• **THE DATA**:
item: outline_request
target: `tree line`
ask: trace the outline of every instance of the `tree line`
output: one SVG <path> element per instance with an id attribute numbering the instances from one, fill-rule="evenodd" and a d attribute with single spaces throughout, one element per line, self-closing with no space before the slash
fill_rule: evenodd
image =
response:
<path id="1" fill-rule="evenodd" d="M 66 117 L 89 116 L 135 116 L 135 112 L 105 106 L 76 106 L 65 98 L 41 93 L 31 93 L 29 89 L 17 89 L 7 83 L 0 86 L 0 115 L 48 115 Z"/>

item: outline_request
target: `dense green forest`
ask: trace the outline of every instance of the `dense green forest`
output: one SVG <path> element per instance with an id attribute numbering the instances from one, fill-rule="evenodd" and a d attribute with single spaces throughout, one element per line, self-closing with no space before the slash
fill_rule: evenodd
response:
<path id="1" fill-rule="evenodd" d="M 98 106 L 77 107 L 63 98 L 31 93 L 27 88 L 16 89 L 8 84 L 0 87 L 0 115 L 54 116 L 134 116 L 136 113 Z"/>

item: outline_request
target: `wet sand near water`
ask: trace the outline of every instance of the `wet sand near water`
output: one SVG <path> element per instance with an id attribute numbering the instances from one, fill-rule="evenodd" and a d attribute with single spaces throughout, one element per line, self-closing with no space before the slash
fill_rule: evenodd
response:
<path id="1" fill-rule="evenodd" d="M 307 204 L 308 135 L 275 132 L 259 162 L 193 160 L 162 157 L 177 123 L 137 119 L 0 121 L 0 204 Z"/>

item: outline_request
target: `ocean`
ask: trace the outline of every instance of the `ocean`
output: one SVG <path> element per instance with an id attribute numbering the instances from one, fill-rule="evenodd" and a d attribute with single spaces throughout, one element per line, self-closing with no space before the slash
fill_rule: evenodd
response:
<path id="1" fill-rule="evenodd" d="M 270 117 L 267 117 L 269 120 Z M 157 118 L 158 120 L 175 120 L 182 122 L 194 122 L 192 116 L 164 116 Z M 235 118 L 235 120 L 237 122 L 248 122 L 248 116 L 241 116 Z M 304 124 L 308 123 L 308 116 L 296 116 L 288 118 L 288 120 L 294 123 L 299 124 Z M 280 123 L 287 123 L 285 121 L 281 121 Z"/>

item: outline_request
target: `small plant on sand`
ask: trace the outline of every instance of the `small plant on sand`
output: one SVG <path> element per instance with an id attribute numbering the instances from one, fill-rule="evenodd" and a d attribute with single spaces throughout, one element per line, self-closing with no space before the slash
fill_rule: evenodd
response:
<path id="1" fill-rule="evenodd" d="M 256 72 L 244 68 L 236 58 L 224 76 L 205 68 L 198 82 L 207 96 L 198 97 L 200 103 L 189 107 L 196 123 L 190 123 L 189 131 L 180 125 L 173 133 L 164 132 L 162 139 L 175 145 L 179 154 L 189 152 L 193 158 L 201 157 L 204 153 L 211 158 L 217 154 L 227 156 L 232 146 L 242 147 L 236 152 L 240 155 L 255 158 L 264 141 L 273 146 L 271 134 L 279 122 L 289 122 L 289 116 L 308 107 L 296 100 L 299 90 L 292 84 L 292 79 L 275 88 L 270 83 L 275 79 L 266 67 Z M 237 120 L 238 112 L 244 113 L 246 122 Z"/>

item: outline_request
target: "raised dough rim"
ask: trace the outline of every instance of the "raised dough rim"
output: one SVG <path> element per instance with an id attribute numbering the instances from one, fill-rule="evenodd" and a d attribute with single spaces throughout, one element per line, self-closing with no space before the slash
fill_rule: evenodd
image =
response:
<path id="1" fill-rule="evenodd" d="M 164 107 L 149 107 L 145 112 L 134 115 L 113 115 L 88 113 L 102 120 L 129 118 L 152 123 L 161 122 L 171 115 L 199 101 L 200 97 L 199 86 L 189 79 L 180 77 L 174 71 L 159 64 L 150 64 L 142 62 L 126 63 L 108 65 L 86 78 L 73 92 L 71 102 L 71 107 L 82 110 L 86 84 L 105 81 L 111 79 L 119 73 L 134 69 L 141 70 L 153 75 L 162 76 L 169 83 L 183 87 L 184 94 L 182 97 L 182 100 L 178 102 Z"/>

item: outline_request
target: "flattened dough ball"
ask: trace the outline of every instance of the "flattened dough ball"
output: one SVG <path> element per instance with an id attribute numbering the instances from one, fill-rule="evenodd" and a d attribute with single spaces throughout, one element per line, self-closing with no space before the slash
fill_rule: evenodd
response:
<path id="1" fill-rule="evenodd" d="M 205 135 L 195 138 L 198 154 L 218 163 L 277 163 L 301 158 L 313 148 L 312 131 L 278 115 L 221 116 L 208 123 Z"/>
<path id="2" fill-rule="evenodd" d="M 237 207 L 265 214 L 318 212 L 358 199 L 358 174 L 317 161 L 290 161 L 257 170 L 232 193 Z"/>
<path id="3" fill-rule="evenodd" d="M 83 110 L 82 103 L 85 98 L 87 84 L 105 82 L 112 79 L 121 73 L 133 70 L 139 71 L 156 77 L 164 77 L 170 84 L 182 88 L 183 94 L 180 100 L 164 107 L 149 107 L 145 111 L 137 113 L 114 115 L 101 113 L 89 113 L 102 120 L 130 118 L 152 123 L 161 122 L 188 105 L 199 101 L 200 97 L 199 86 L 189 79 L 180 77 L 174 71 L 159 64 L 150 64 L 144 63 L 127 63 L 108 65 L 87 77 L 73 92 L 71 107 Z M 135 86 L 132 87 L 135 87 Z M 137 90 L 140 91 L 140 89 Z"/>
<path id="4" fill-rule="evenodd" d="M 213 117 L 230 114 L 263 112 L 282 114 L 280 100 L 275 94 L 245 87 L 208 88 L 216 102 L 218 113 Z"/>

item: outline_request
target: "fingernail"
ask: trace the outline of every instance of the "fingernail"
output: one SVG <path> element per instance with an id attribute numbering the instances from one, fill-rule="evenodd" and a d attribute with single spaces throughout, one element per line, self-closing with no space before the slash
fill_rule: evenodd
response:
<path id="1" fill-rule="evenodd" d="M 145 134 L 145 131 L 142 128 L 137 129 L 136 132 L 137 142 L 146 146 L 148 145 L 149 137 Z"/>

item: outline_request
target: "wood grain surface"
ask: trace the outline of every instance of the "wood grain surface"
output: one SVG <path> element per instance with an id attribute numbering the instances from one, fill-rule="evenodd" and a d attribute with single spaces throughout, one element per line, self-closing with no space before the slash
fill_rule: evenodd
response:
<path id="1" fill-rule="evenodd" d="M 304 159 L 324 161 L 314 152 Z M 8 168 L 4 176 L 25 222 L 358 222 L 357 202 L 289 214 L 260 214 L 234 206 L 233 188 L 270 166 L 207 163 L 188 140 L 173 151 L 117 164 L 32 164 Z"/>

• **GOAL**: Substitute "draw" for every "trace" in all of the lines above, and reproduce them with no other change.

• **RESPONSE TO THIS TASK**:
item: outline_request
target: `tree line`
ask: draw the outline of every instance of the `tree line`
output: one SVG <path> element per instance with an id attribute numbering the instances from one, fill-rule="evenodd" and a d attribute with single spaces throughout, one element per line, self-closing with no space before the slash
fill_rule: evenodd
image =
response:
<path id="1" fill-rule="evenodd" d="M 66 117 L 89 116 L 135 116 L 135 112 L 105 106 L 76 106 L 65 98 L 41 93 L 31 93 L 29 89 L 17 89 L 7 83 L 0 86 L 0 115 L 48 115 Z"/>

item: outline_request
target: `dense green forest`
ask: draw the outline of every instance of the `dense green forest`
output: one SVG <path> element per instance with an id attribute numbering the instances from one, fill-rule="evenodd" and a d attribute with single spaces throughout, one element per line, self-closing with no space before the slash
fill_rule: evenodd
response:
<path id="1" fill-rule="evenodd" d="M 98 106 L 77 107 L 63 98 L 31 93 L 27 88 L 16 89 L 8 84 L 0 87 L 0 115 L 54 116 L 134 116 L 136 113 Z"/>

item: outline_request
target: `wet sand near water`
ask: draw the outline of every instance of the `wet sand near water`
output: one SVG <path> element per instance with an id attribute numbering the instances from one, fill-rule="evenodd" and a d attribute with single spaces throughout, one element per line, self-closing with no space before the slash
fill_rule: evenodd
response:
<path id="1" fill-rule="evenodd" d="M 307 204 L 308 135 L 275 132 L 259 162 L 193 160 L 162 157 L 177 123 L 137 119 L 0 121 L 0 204 Z"/>

item: outline_request
target: `ocean`
ask: draw the outline of every instance of the `ocean`
output: one SVG <path> element per instance with an id attribute numbering the instances from one, fill-rule="evenodd" and a d attribute with single spaces throughout, one element per line, self-closing with no space before the slash
fill_rule: evenodd
response:
<path id="1" fill-rule="evenodd" d="M 270 117 L 267 117 L 269 120 Z M 157 118 L 158 120 L 175 120 L 182 122 L 194 122 L 192 116 L 164 116 Z M 235 118 L 235 120 L 237 122 L 248 122 L 248 116 L 241 116 Z M 304 124 L 308 123 L 308 116 L 296 116 L 288 118 L 288 120 L 294 123 L 299 124 Z M 280 123 L 287 123 L 285 121 L 281 121 Z"/>

item: outline_request
target: `small plant on sand`
ask: draw the outline of every instance of the `small plant on sand`
output: one SVG <path> element per instance with an id attribute numbering the instances from one, fill-rule="evenodd" and a d attribute with single spaces throughout, one element per line, self-closing with no space before the slash
fill_rule: evenodd
response:
<path id="1" fill-rule="evenodd" d="M 256 72 L 244 68 L 236 58 L 224 76 L 205 68 L 198 82 L 207 96 L 198 97 L 200 103 L 189 107 L 196 123 L 190 123 L 189 131 L 180 125 L 173 133 L 164 132 L 162 139 L 175 145 L 179 154 L 189 152 L 193 158 L 201 157 L 204 153 L 211 158 L 217 154 L 227 156 L 232 146 L 242 147 L 236 152 L 240 155 L 255 158 L 264 141 L 273 146 L 271 134 L 279 122 L 289 122 L 289 116 L 308 107 L 296 100 L 299 90 L 292 84 L 292 79 L 275 88 L 270 83 L 275 79 L 266 67 Z M 237 120 L 238 112 L 244 113 L 246 122 Z"/>

item: outline_request
target: "raised dough rim"
ask: draw the outline of every instance of the "raised dough rim"
output: one SVG <path> element per instance with an id attribute numbering the instances from one, fill-rule="evenodd" and a d attribute with single spaces throughout, one element per line, self-closing with no space before the slash
fill_rule: evenodd
image =
response:
<path id="1" fill-rule="evenodd" d="M 164 107 L 149 107 L 145 112 L 134 115 L 113 115 L 88 113 L 102 120 L 129 118 L 152 123 L 161 122 L 171 115 L 199 101 L 200 97 L 199 86 L 189 79 L 180 77 L 174 71 L 159 64 L 150 64 L 142 62 L 126 63 L 108 65 L 86 78 L 73 92 L 71 102 L 71 107 L 82 110 L 86 84 L 105 81 L 111 79 L 119 73 L 134 69 L 141 70 L 153 75 L 162 76 L 169 83 L 183 87 L 184 94 L 182 97 L 182 100 L 178 102 Z"/>

item: outline_request
target: "flattened dough ball"
ask: draw the outline of every instance of the "flattened dough ball"
output: one SVG <path> element per instance with an id attribute numbering the instances from one, fill-rule="evenodd" and a d attribute with single spaces throughout, one element per line, self-closing with no space before the slash
fill_rule: evenodd
response:
<path id="1" fill-rule="evenodd" d="M 205 135 L 195 138 L 198 154 L 218 163 L 277 163 L 301 158 L 313 148 L 312 131 L 278 115 L 221 116 L 208 123 Z"/>
<path id="2" fill-rule="evenodd" d="M 237 207 L 265 214 L 318 212 L 358 199 L 358 174 L 317 161 L 290 161 L 257 170 L 232 193 Z"/>
<path id="3" fill-rule="evenodd" d="M 83 110 L 82 103 L 85 98 L 87 84 L 105 82 L 112 79 L 121 73 L 133 70 L 139 71 L 156 77 L 164 77 L 170 84 L 182 88 L 183 94 L 180 100 L 164 107 L 149 107 L 145 111 L 137 113 L 114 115 L 101 113 L 89 113 L 102 120 L 130 118 L 152 123 L 161 122 L 188 105 L 199 101 L 200 97 L 199 86 L 189 79 L 180 77 L 174 71 L 159 64 L 150 64 L 144 63 L 127 63 L 108 65 L 87 77 L 73 92 L 71 107 Z M 135 86 L 132 87 L 135 87 Z M 137 90 L 140 91 L 140 89 Z"/>
<path id="4" fill-rule="evenodd" d="M 213 117 L 230 114 L 263 112 L 282 114 L 280 100 L 275 94 L 245 87 L 208 88 L 216 102 L 218 113 Z"/>

item: outline_request
target: "fingernail"
ask: draw the outline of every instance of the "fingernail"
output: one SVG <path> element per instance with an id attribute numbering the instances from one, fill-rule="evenodd" and a d attribute with single spaces throughout, one element per line, self-closing with no space before the slash
fill_rule: evenodd
response:
<path id="1" fill-rule="evenodd" d="M 145 134 L 145 131 L 142 128 L 137 129 L 136 132 L 137 142 L 146 146 L 148 145 L 149 137 Z"/>

item: outline_request
target: "wood grain surface"
ask: draw the outline of every instance of the "wood grain surface"
output: one SVG <path> element per instance with an id attribute numbering the instances from one, fill-rule="evenodd" and a d attribute with single spaces throughout, one element per line, self-closing with no space before the slash
fill_rule: evenodd
response:
<path id="1" fill-rule="evenodd" d="M 304 159 L 324 161 L 314 152 Z M 8 168 L 4 176 L 25 222 L 358 222 L 357 202 L 289 214 L 260 214 L 234 206 L 233 188 L 270 166 L 207 163 L 188 140 L 173 151 L 117 164 L 32 164 Z"/>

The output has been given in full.